*** Opening of Supplied entries ***

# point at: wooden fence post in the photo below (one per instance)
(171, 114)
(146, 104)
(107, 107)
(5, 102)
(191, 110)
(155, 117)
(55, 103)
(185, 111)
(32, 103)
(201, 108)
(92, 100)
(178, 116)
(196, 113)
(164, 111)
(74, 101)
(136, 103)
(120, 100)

*** Close of Supplied entries ***

Work to be completed
All of the material above should be repeated word for word.

Solved exercise
# point at: wooden fence post in the photo below (one per instance)
(171, 114)
(146, 104)
(107, 107)
(5, 102)
(191, 110)
(155, 117)
(55, 103)
(185, 111)
(32, 103)
(201, 108)
(92, 100)
(178, 116)
(196, 113)
(164, 111)
(74, 101)
(136, 103)
(120, 100)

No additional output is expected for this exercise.